▼

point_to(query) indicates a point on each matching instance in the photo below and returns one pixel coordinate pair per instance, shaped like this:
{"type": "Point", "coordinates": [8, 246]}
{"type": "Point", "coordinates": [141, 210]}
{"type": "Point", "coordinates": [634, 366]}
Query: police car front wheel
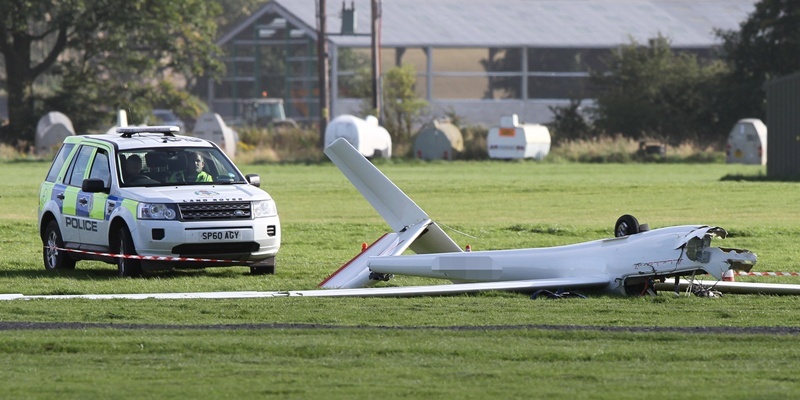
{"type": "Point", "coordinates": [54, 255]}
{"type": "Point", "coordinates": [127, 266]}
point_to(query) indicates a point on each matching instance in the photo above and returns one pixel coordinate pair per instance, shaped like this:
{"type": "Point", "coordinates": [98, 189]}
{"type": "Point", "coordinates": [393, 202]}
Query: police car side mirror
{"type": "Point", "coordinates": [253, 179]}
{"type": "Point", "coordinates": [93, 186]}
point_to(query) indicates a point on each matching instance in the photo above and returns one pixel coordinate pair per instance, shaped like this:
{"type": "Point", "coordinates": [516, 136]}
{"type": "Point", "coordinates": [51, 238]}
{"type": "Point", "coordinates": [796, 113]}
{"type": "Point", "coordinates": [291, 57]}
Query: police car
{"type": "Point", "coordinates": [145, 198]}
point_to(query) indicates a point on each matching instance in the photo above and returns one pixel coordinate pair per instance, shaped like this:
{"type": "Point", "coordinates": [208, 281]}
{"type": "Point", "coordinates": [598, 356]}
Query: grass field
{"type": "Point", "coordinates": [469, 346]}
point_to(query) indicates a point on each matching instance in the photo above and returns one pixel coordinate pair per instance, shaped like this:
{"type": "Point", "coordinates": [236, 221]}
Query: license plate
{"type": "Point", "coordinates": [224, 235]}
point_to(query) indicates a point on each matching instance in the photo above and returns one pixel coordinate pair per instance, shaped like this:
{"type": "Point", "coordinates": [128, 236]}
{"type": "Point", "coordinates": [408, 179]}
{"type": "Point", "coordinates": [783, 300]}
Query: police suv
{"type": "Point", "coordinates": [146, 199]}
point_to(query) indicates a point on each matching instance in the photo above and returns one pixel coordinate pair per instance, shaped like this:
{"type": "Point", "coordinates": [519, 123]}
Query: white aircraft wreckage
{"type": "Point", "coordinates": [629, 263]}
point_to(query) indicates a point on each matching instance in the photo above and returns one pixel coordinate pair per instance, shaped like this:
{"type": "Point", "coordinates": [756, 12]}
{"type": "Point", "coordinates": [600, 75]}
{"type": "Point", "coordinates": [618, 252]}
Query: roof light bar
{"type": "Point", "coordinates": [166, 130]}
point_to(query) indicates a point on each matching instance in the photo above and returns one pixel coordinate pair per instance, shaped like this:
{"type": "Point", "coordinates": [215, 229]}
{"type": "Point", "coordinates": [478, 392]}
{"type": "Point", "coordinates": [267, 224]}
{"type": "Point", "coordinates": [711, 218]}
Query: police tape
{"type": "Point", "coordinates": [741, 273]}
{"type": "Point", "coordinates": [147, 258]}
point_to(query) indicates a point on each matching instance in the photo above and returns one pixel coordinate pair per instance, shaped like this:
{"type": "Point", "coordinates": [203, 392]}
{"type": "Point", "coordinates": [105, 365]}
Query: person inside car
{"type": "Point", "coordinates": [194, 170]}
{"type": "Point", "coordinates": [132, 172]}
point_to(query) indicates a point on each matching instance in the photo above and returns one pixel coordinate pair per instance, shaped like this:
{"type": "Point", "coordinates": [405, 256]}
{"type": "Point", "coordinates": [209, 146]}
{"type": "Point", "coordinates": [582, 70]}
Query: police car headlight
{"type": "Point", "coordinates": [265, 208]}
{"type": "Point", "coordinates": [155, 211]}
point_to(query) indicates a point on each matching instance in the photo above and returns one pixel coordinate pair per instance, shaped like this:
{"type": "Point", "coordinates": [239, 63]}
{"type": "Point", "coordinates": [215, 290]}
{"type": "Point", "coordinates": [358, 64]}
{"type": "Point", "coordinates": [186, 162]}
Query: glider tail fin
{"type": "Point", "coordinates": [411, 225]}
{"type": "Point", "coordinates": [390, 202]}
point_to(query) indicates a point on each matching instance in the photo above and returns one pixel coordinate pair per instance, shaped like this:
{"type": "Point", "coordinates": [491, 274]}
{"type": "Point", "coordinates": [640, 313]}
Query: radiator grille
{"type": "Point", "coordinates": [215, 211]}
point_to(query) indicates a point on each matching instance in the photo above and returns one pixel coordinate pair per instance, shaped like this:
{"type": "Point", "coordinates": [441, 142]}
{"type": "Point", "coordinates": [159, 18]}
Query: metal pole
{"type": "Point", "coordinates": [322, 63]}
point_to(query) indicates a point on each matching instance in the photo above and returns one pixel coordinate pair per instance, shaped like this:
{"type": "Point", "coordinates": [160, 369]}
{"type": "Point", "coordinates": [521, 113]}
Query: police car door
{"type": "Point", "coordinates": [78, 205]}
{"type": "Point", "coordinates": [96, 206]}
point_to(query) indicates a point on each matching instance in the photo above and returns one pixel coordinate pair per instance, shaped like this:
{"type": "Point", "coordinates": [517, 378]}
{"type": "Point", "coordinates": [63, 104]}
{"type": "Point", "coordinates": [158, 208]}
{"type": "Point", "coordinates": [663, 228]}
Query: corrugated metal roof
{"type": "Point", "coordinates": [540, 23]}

▲

## What you are asked to do
Leave out the pictures and repeat everything else in the records exactly.

## Task result
point_to(query) indicates a point on each matching instance in the photo below and returns one pixel coordinate pair per instance, shaped like this:
{"type": "Point", "coordinates": [8, 246]}
{"type": "Point", "coordinates": [141, 210]}
{"type": "Point", "coordinates": [634, 366]}
Query: police car front wheel
{"type": "Point", "coordinates": [54, 255]}
{"type": "Point", "coordinates": [127, 266]}
point_to(query) indicates a point on each matching instance in the photo above and returns one pixel coordinate pair per instance, shaped like this:
{"type": "Point", "coordinates": [98, 189]}
{"type": "Point", "coordinates": [393, 202]}
Query: police car side mirror
{"type": "Point", "coordinates": [253, 179]}
{"type": "Point", "coordinates": [93, 186]}
point_to(query) indicates a point on each matching instance in the photo above and returns one pixel coordinate pair per instance, shaped like this:
{"type": "Point", "coordinates": [516, 136]}
{"type": "Point", "coordinates": [51, 238]}
{"type": "Point", "coordinates": [796, 113]}
{"type": "Point", "coordinates": [291, 57]}
Query: police car
{"type": "Point", "coordinates": [145, 198]}
point_to(query) indicates a point on each matching instance in the photo above and returns one pixel coordinate pair per instance, shaped like this:
{"type": "Point", "coordinates": [208, 281]}
{"type": "Point", "coordinates": [598, 356]}
Query: grass field
{"type": "Point", "coordinates": [469, 346]}
point_to(query) indicates a point on each matching instance in the photo above and returns one pixel coordinate pair per instance, shaped like this:
{"type": "Point", "coordinates": [236, 221]}
Query: license plate
{"type": "Point", "coordinates": [224, 235]}
point_to(query) indicates a point on each matching instance in the photo above and returns one pixel coordinate pair per instance, shaped like this:
{"type": "Point", "coordinates": [128, 236]}
{"type": "Point", "coordinates": [408, 179]}
{"type": "Point", "coordinates": [783, 300]}
Query: police suv
{"type": "Point", "coordinates": [146, 199]}
point_to(query) indicates a point on each matching instance in the photo above and returns one pixel coordinate pair per instance, shaped like this:
{"type": "Point", "coordinates": [519, 123]}
Query: white aircraft wreckage
{"type": "Point", "coordinates": [629, 263]}
point_to(query) indicates a point on each matching instance in the photo above and returns one pixel coordinate pair per instance, shaped like this:
{"type": "Point", "coordinates": [756, 12]}
{"type": "Point", "coordinates": [600, 75]}
{"type": "Point", "coordinates": [618, 252]}
Query: roof light bar
{"type": "Point", "coordinates": [166, 130]}
point_to(query) indicates a point on each matching instance in the photo above and returns one pixel coordinate pair per instance, shaped like this:
{"type": "Point", "coordinates": [215, 229]}
{"type": "Point", "coordinates": [478, 392]}
{"type": "Point", "coordinates": [267, 224]}
{"type": "Point", "coordinates": [711, 218]}
Query: police tape
{"type": "Point", "coordinates": [741, 273]}
{"type": "Point", "coordinates": [147, 258]}
point_to(query) indicates a point on each matching instance in the photo above and returns one pixel coordinate pair per instance, shaped like this:
{"type": "Point", "coordinates": [203, 392]}
{"type": "Point", "coordinates": [105, 365]}
Query: person inside car
{"type": "Point", "coordinates": [194, 170]}
{"type": "Point", "coordinates": [132, 172]}
point_to(query) indicates a point on each matching instance in the photo above and returns one pixel coordinate pair per instance, shaped like this:
{"type": "Point", "coordinates": [405, 256]}
{"type": "Point", "coordinates": [209, 146]}
{"type": "Point", "coordinates": [582, 70]}
Query: police car headlight
{"type": "Point", "coordinates": [265, 208]}
{"type": "Point", "coordinates": [155, 211]}
point_to(query) indicates a point on each matching instance in the photo above and returns one pixel coordinate pair per instance, shaped like this:
{"type": "Point", "coordinates": [239, 63]}
{"type": "Point", "coordinates": [215, 290]}
{"type": "Point", "coordinates": [358, 64]}
{"type": "Point", "coordinates": [186, 162]}
Query: glider tail fin
{"type": "Point", "coordinates": [411, 225]}
{"type": "Point", "coordinates": [390, 202]}
point_to(query) indicates a point on each matching instance in the photo above and returns one pixel coordinate pair per instance, shaped like this:
{"type": "Point", "coordinates": [491, 274]}
{"type": "Point", "coordinates": [640, 313]}
Query: radiator grille
{"type": "Point", "coordinates": [215, 211]}
point_to(query) indicates a point on each matching instance in the photo above and returns one pixel coordinate pair per instance, shaped like this:
{"type": "Point", "coordinates": [441, 142]}
{"type": "Point", "coordinates": [159, 18]}
Query: metal pole
{"type": "Point", "coordinates": [322, 63]}
point_to(query) indicates a point on each matching instance in the photo above and returns one pixel coordinate pair per instance, shaped like this:
{"type": "Point", "coordinates": [160, 369]}
{"type": "Point", "coordinates": [521, 113]}
Query: police car door
{"type": "Point", "coordinates": [78, 205]}
{"type": "Point", "coordinates": [96, 206]}
point_to(query) indicates a point on each matching instance in the photo above and returns one pixel coordinate pair per instance, shaped like this:
{"type": "Point", "coordinates": [517, 378]}
{"type": "Point", "coordinates": [63, 104]}
{"type": "Point", "coordinates": [158, 208]}
{"type": "Point", "coordinates": [663, 228]}
Query: corrugated metal roof
{"type": "Point", "coordinates": [540, 23]}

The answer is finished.